Task description: Give the listing below again in full, exactly as written.

Data in this exercise:
Content starts
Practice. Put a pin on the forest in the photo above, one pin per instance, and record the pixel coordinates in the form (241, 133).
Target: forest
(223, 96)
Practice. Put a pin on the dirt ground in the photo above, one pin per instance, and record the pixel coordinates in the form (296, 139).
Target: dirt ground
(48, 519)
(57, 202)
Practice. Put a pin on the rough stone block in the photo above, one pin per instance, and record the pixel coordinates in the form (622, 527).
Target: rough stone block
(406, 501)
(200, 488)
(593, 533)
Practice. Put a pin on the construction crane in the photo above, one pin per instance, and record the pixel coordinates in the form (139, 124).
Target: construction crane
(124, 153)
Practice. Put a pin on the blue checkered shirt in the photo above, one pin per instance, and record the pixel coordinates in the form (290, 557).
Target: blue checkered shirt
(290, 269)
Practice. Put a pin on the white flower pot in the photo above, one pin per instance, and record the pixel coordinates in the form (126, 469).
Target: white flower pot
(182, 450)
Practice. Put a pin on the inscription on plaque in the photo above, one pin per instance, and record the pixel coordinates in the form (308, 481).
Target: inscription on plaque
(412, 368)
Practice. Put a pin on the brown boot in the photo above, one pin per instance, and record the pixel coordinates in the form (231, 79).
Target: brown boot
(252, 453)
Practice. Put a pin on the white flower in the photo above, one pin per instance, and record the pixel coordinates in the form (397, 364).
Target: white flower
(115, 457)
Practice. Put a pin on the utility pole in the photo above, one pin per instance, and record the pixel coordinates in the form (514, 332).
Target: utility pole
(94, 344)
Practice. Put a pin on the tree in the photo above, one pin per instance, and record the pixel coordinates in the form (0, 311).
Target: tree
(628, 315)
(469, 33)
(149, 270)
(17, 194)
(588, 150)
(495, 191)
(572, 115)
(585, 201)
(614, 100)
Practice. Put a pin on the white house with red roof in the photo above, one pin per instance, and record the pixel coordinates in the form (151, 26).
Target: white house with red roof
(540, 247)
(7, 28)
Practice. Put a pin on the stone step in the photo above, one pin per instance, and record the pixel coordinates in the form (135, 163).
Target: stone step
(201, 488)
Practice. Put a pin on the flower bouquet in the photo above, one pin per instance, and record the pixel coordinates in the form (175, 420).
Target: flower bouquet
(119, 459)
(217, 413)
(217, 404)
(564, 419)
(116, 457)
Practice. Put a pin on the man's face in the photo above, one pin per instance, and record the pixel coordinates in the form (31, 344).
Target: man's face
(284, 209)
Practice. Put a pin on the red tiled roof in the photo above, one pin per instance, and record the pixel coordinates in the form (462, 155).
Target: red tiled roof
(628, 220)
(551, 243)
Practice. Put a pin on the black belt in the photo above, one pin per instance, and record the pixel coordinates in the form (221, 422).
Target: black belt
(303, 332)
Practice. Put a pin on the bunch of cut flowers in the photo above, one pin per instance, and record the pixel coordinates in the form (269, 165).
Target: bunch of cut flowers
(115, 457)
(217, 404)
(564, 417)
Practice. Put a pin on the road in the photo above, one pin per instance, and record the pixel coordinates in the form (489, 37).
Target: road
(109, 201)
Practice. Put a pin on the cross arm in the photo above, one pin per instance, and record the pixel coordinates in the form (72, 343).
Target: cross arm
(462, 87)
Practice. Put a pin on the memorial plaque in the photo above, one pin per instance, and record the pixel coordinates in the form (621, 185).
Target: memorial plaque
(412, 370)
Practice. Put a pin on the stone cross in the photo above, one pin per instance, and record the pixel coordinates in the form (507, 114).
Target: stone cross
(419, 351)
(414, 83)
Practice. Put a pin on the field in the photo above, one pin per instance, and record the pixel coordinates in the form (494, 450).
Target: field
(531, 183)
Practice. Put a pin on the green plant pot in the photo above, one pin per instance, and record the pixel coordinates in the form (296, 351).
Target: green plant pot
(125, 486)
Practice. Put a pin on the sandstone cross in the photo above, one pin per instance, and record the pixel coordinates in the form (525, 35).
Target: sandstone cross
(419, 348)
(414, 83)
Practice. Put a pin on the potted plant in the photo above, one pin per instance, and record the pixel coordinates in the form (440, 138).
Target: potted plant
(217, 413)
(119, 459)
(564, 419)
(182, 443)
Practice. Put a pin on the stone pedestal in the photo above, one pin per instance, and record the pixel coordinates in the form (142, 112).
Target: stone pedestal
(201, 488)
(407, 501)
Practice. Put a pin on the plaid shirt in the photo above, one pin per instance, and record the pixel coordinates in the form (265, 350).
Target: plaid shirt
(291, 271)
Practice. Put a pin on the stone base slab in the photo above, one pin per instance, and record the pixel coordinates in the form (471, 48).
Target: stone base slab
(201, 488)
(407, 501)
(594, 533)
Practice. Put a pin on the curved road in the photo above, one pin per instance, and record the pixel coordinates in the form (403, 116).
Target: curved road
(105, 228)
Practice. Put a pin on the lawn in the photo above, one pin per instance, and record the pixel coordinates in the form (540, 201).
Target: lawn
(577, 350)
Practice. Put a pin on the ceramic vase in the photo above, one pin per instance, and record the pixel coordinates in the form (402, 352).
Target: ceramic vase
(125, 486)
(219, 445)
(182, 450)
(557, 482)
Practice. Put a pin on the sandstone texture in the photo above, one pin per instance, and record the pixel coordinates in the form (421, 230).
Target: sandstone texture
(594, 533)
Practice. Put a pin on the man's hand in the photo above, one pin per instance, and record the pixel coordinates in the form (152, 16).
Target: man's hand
Content ends
Solution for this exercise:
Practice. Put a pin on the forest in the photo above, one pin per instance, and record the pixel coordinates in the form (241, 133).
Target: forest
(223, 96)
Practice. Put a pin on the dirt ground in the photo above, one pin per instance, and record the pixel coordinates in the form (296, 139).
Target: dirt ground
(48, 519)
(57, 202)
Practice. Put a pin on the rough stone block in the photo above, one pin per instance, and record the pixel coordinates in the form (622, 527).
Target: rough stone block
(406, 501)
(200, 488)
(593, 533)
Practice. Put a pin on the construction crane in the photo above, one pin per instance, and record the pixel coordinates in the form (139, 124).
Target: construction crane
(124, 153)
Practice. Put a pin on the blue checkered shirt in the photo above, one pin per instance, and record the pixel coordinates in the form (290, 557).
Target: blue checkered shirt
(290, 269)
Practice. Put a pin on the white flower pot in the photo above, one pin per instance, and record the pixel coordinates in the form (126, 469).
Target: white flower pot
(182, 450)
Practice. Put a pin on the inscription on plaque in the photo above, one pin per instance, and record the pixel coordinates in the form (308, 481).
Target: inscription on plaque
(412, 368)
Practice. Put a pin on the brown boot in the photo above, one pin per instance, and record the pixel coordinates in the form (231, 79).
Target: brown boot
(252, 453)
Practice. Put a pin on the white flower in the photo above, one pin per instance, and record the pixel coordinates in the form (397, 364).
Target: white flower
(115, 457)
Practice. Put a pin on the utility pole in the photo above, one pin per instance, and record the pixel coordinates in the form (514, 332).
Target: utility pole
(94, 344)
Practice. Put a pin on the tree in the photo above, one pin per instance, and record the pixel coordinates in the form (0, 311).
Target: tree
(628, 315)
(469, 33)
(149, 270)
(17, 194)
(588, 150)
(495, 191)
(572, 115)
(585, 201)
(614, 100)
Practice. Put a pin on the white house with red roof in the photo above, one pin per instance, and record the pixel coordinates in the form (151, 26).
Target: white house with red roof
(540, 247)
(7, 28)
Practice. Put a pin on the stone step in the photo above, one pin per instance, and record the pixel coordinates in the form (135, 163).
Target: stone step
(201, 488)
Practice. Put a pin on the flower bouquet in the photo above, one pin per instance, and record the pixel coordinates in the form (175, 420).
Target: flower bouquet
(119, 459)
(217, 413)
(217, 404)
(564, 419)
(116, 457)
Practice. Put a pin on the man's face in the photo above, one pin per instance, and record the pixel coordinates in the form (31, 344).
Target: man's face
(284, 209)
Practice. Put a pin on the red tiled roof in the photo above, one pin per instance, and record the pixel coordinates in the form (462, 155).
Target: red tiled roof
(628, 220)
(551, 243)
Practice. Put a pin on the black belt in the photo above, one pin per instance, and record the pixel coordinates in the form (221, 422).
Target: black belt
(303, 332)
Practice. Put a pin on the bunch of cut flowers in the photo above, one pin per instance, and record the pixel coordinates in the form (269, 165).
Target: bunch of cut flowers
(115, 457)
(217, 404)
(564, 417)
Practice. Put a pin on the road in the photo above, one pin per instance, and record the pixel coordinates in the form (489, 37).
Target: road
(109, 201)
Practice. Put a pin on the cross arm in the photo above, one pin per instance, and record the pixel coordinates in the form (72, 343).
Target: cross arm
(462, 87)
Practice. Put a pin on the memorial plaque in the photo above, one pin per instance, and record the pixel coordinates in the form (621, 185).
Target: memorial plaque
(412, 370)
Practice. Put a pin on the stone cross in the photo above, one pin per instance, and record the pixel coordinates in the form (507, 114).
Target: stone cross
(419, 351)
(414, 83)
Practice. Put a pin on the field in the photo above, one pin per instance, and record the pixel coordinates in the form (494, 450).
Target: field
(531, 183)
Practice. Put a pin on the green plant pot in the photo above, one pin per instance, and record the pixel coordinates in the form (296, 351).
Target: green plant pot
(125, 486)
Practice. Put a pin on the sandstone cross in the photo above, one pin per instance, and record the pixel coordinates in the form (525, 35).
Target: sandstone cross
(419, 348)
(414, 83)
Practice. Put a pin on the potted plant in the photo above, one pin per instance, and record the pixel coordinates in the form (440, 138).
Target: potted plant
(217, 413)
(119, 459)
(564, 419)
(182, 443)
Practice. Put a pin on the stone pedestal in the photo above, one pin per instance, and record the pixel coordinates in the form (142, 112).
Target: stone pedestal
(201, 488)
(407, 501)
Practice. Put a pin on the plaid shirt in the photo above, one pin per instance, and record the pixel coordinates in the form (265, 350).
Target: plaid shirt
(291, 271)
Practice. Put a pin on the stone base slab in the photo above, one pin per instance, and record the pixel coordinates in the form (471, 48).
Target: stone base slab
(201, 488)
(407, 501)
(594, 533)
Practice. Put a pin on the curved road in the photo above, one pin per instance, and record the pixel coordinates in the form (403, 116).
Target: curved road
(105, 228)
Practice. Put a pin on the lawn in the photo above, one pin per instance, and record the pixel coordinates in the form (540, 201).
Target: lawn
(577, 350)
Practice. Put a pin on the ceramic vase in the photo above, one pin per instance, and record the pixel coordinates in the form (402, 352).
Target: ceramic vase
(125, 486)
(219, 445)
(182, 450)
(557, 482)
Practice. Put a pin on the sandstone texture in the photo above, one pin per instance, and record the pixel coordinates in the form (421, 230).
Target: sandstone texture
(594, 533)
Practice. Put a pin on the man's hand in the photo above, one pin per instance, and record the pixel coordinates in the form (152, 16).
Target: man's hand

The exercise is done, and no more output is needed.